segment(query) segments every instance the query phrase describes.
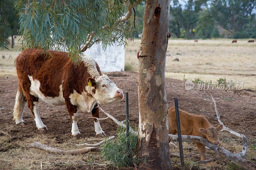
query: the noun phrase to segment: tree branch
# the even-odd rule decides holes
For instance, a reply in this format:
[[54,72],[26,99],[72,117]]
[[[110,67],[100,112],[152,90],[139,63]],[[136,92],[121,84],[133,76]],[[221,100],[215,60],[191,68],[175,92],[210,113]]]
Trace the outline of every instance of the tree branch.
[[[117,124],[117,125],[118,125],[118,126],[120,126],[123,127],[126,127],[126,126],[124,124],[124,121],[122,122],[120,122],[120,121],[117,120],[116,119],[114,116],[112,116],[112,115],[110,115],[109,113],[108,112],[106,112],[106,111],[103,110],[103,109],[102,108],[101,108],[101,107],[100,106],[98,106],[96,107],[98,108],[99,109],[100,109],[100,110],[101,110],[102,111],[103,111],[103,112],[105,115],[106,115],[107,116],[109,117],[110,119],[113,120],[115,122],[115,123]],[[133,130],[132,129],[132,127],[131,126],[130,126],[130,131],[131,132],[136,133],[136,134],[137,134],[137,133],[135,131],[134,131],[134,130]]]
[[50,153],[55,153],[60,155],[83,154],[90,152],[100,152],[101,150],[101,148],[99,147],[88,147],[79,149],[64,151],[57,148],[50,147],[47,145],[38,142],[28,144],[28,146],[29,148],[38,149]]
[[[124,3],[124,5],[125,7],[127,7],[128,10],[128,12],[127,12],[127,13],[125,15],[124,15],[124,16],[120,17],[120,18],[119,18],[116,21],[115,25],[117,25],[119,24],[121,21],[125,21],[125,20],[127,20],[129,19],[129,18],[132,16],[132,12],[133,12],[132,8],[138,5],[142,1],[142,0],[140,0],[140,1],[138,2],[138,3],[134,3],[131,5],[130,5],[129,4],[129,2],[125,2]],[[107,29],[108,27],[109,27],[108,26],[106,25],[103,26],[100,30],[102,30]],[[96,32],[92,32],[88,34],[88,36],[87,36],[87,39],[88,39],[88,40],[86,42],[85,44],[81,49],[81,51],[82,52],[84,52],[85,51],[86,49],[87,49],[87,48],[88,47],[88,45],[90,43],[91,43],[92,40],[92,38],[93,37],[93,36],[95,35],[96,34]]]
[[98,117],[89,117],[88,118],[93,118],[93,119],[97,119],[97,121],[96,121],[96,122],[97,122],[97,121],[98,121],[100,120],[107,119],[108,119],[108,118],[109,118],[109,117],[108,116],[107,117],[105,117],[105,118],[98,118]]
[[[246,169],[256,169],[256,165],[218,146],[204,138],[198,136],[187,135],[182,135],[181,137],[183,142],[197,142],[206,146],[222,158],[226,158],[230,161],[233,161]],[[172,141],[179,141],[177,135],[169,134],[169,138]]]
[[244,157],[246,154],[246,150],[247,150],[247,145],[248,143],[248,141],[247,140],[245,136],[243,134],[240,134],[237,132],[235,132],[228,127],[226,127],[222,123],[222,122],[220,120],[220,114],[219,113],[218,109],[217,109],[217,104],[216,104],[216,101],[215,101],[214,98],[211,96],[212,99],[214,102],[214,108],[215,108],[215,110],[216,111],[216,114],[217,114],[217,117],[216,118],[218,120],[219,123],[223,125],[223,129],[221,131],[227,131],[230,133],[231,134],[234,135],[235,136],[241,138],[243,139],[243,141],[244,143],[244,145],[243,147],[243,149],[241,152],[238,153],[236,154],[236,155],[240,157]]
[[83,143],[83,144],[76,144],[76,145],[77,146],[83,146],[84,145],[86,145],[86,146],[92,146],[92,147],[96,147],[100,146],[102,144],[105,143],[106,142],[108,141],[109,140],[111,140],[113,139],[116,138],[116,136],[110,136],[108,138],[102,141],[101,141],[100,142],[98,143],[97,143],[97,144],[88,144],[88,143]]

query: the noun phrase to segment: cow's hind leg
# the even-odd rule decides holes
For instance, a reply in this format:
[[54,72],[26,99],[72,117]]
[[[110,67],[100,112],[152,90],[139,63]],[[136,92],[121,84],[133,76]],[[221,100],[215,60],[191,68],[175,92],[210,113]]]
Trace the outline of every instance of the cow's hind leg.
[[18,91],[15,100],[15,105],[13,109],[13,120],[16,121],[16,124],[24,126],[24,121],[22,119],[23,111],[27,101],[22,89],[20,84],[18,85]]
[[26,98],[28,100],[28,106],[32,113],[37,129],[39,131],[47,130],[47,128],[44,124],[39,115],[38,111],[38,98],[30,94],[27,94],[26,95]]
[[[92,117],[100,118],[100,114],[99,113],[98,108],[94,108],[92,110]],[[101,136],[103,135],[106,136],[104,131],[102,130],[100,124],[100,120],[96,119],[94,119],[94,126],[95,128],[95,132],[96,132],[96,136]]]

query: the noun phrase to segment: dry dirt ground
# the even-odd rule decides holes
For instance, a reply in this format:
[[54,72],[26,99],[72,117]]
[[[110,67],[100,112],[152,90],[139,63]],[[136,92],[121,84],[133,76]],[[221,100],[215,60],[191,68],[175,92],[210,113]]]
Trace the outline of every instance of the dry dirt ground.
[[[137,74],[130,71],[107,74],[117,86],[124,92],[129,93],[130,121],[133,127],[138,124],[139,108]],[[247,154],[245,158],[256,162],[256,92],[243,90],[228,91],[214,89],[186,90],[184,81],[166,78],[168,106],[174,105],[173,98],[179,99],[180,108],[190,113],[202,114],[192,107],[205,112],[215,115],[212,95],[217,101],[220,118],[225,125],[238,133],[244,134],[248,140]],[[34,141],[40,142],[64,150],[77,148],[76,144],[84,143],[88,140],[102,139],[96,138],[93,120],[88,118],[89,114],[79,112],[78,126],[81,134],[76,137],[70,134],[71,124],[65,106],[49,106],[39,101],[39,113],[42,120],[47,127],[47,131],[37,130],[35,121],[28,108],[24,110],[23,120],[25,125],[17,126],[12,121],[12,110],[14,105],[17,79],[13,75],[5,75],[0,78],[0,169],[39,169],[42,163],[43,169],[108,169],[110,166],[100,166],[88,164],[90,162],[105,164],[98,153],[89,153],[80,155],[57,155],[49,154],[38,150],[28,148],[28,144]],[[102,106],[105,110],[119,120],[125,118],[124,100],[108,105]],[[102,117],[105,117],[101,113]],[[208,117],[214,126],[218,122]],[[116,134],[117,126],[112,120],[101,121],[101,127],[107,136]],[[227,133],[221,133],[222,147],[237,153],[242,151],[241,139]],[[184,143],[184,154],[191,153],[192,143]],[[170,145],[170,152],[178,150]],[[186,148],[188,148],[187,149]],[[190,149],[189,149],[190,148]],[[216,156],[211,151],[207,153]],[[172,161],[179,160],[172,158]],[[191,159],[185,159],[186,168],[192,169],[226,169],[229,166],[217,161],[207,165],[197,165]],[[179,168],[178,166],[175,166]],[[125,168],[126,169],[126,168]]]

______________________________

Can you edit all the records above so that every "noun phrase" becomes "referring expression", with everything else left unchanged and the pictures omitted?

segment(query) segments every instance the query phrase describes.
query: the referring expression to segment: tree branch
# the even-odd rule decides holes
For instance, a reply in this format:
[[54,72],[26,99],[72,117]]
[[[110,67],[100,112],[152,90],[139,63]],[[136,92],[121,84],[133,76]],[[221,100],[215,60],[191,68],[175,92],[210,113]]]
Trace the outline of every instance of the tree branch.
[[[117,124],[117,125],[118,125],[118,126],[120,126],[123,127],[126,127],[126,126],[124,124],[124,121],[122,122],[120,122],[120,121],[117,120],[116,119],[114,116],[112,116],[112,115],[110,115],[109,113],[108,112],[106,112],[106,111],[103,110],[103,109],[102,108],[101,108],[101,107],[100,106],[98,106],[96,107],[98,108],[99,109],[100,109],[100,110],[101,110],[102,111],[103,111],[103,112],[105,115],[106,115],[107,116],[109,117],[110,119],[113,120],[115,122],[115,123]],[[133,130],[132,129],[132,127],[131,126],[130,126],[130,131],[131,132],[136,133],[136,134],[137,134],[137,133],[135,131],[134,131],[134,130]]]
[[50,153],[55,153],[60,155],[83,154],[90,152],[100,152],[101,150],[101,148],[99,147],[88,147],[79,149],[64,151],[57,148],[50,147],[47,145],[38,142],[28,144],[28,146],[29,148],[38,149]]
[[[124,3],[124,5],[125,7],[127,7],[128,10],[128,12],[127,12],[127,13],[125,15],[124,15],[124,16],[120,17],[120,18],[119,18],[116,21],[115,25],[117,25],[119,24],[121,21],[125,21],[125,20],[127,20],[129,19],[129,18],[132,16],[132,12],[133,12],[132,8],[138,5],[142,1],[142,0],[140,0],[140,1],[138,2],[138,3],[134,3],[131,5],[130,5],[129,4],[129,2],[125,2]],[[107,29],[108,27],[109,27],[108,26],[106,25],[103,26],[100,30],[102,30]],[[96,32],[92,32],[88,34],[88,36],[87,36],[87,39],[88,39],[88,40],[86,42],[85,44],[81,49],[81,51],[82,52],[84,52],[85,51],[86,49],[87,49],[87,48],[88,47],[88,45],[90,43],[91,43],[92,40],[92,38],[93,37],[93,36],[95,35],[96,34]]]
[[98,117],[89,117],[88,118],[93,118],[93,119],[97,119],[97,121],[96,121],[96,122],[97,122],[97,121],[98,121],[100,120],[107,119],[108,119],[108,118],[109,118],[109,117],[108,116],[107,117],[105,117],[105,118],[98,118]]
[[[246,169],[256,169],[256,165],[218,146],[204,138],[198,136],[187,135],[182,135],[181,137],[183,142],[197,142],[206,146],[222,158],[226,158],[230,161],[233,161]],[[172,141],[179,141],[177,135],[169,134],[169,138]]]
[[244,157],[246,154],[246,150],[247,150],[247,145],[248,143],[248,141],[247,140],[245,136],[243,134],[240,134],[237,132],[235,132],[228,127],[226,127],[222,123],[222,122],[220,120],[220,114],[219,113],[218,109],[217,109],[217,104],[216,104],[216,101],[215,101],[214,98],[211,96],[212,99],[214,102],[214,108],[215,108],[215,110],[216,111],[216,114],[217,114],[217,117],[216,118],[218,120],[219,123],[223,125],[223,129],[221,131],[227,131],[230,133],[231,134],[234,135],[235,136],[241,138],[243,139],[243,141],[244,143],[244,145],[243,147],[243,149],[241,152],[238,153],[236,154],[236,155],[240,157]]
[[83,143],[83,144],[76,144],[76,145],[77,146],[83,146],[84,145],[86,145],[86,146],[92,146],[92,147],[96,147],[100,146],[102,144],[105,143],[106,142],[108,141],[109,140],[111,140],[113,139],[116,138],[116,136],[110,136],[108,138],[102,141],[101,141],[100,142],[98,143],[97,143],[97,144],[88,144],[88,143]]

query: the referring expression to segment: cow's hind leg
# the even-odd rule decides holes
For instance, a reply in this format:
[[54,72],[26,99],[72,117]]
[[[110,67],[100,112],[152,90],[139,63]],[[136,92],[121,84],[133,76]],[[221,100],[215,60],[191,68],[175,92],[210,113]]]
Trace the outline of every instance of the cow's hind leg.
[[18,91],[15,100],[15,105],[13,109],[13,120],[16,121],[16,124],[24,126],[24,121],[22,119],[23,111],[27,101],[22,89],[20,84],[18,85]]
[[26,98],[28,100],[28,106],[32,113],[37,129],[39,131],[47,130],[47,128],[44,124],[39,115],[38,111],[38,98],[30,94],[27,94],[26,95]]
[[[92,117],[100,118],[100,114],[99,113],[98,108],[94,108],[92,110]],[[101,136],[103,135],[106,136],[104,131],[102,130],[100,124],[100,120],[96,119],[94,119],[94,126],[95,128],[95,132],[96,132],[96,136]]]

query: the referring expression to segment: dry dirt ground
# the even-odd rule decides holes
For instance, a reply in this format:
[[54,72],[26,99],[72,117]]
[[[110,67],[100,112],[152,90],[139,63]],[[136,92],[121,84],[133,76]],[[221,100],[215,60],[191,68],[175,92],[210,113]]]
Trace the outline of every instance of the dry dirt ground.
[[[137,74],[130,71],[107,74],[117,86],[124,92],[129,93],[130,121],[133,127],[138,124],[139,108]],[[247,154],[245,158],[256,162],[256,92],[243,90],[228,91],[214,89],[186,90],[184,81],[166,78],[168,106],[174,105],[173,98],[179,99],[180,108],[190,113],[202,114],[192,107],[205,112],[215,115],[212,95],[217,101],[220,118],[225,125],[238,133],[244,134],[248,140]],[[34,141],[40,142],[64,150],[77,148],[76,144],[84,143],[88,140],[102,139],[96,138],[93,120],[88,118],[89,114],[79,112],[78,126],[81,134],[76,137],[70,134],[71,124],[65,106],[49,106],[39,101],[39,113],[42,120],[47,127],[47,131],[37,130],[35,121],[28,108],[24,110],[23,120],[25,125],[17,126],[12,121],[12,110],[14,105],[17,79],[13,75],[5,75],[0,78],[0,169],[39,169],[42,163],[43,169],[108,169],[110,166],[100,166],[88,164],[90,162],[105,164],[98,153],[89,153],[80,155],[57,155],[49,154],[38,150],[28,148],[28,144]],[[102,106],[105,110],[119,120],[125,118],[124,100],[108,105]],[[102,117],[105,117],[101,113]],[[208,117],[214,126],[218,122]],[[116,134],[117,126],[112,120],[101,121],[101,127],[107,136]],[[227,133],[221,133],[222,147],[237,153],[242,151],[241,139]],[[184,143],[184,154],[191,153],[192,143]],[[170,145],[170,152],[178,150]],[[186,148],[188,148],[187,149]],[[190,149],[189,149],[190,148]],[[216,156],[211,151],[207,153]],[[172,161],[179,160],[172,158]],[[191,159],[185,159],[186,168],[192,169],[226,169],[229,166],[217,161],[207,165],[197,165]],[[179,168],[178,166],[175,166]],[[125,168],[126,169],[126,168]]]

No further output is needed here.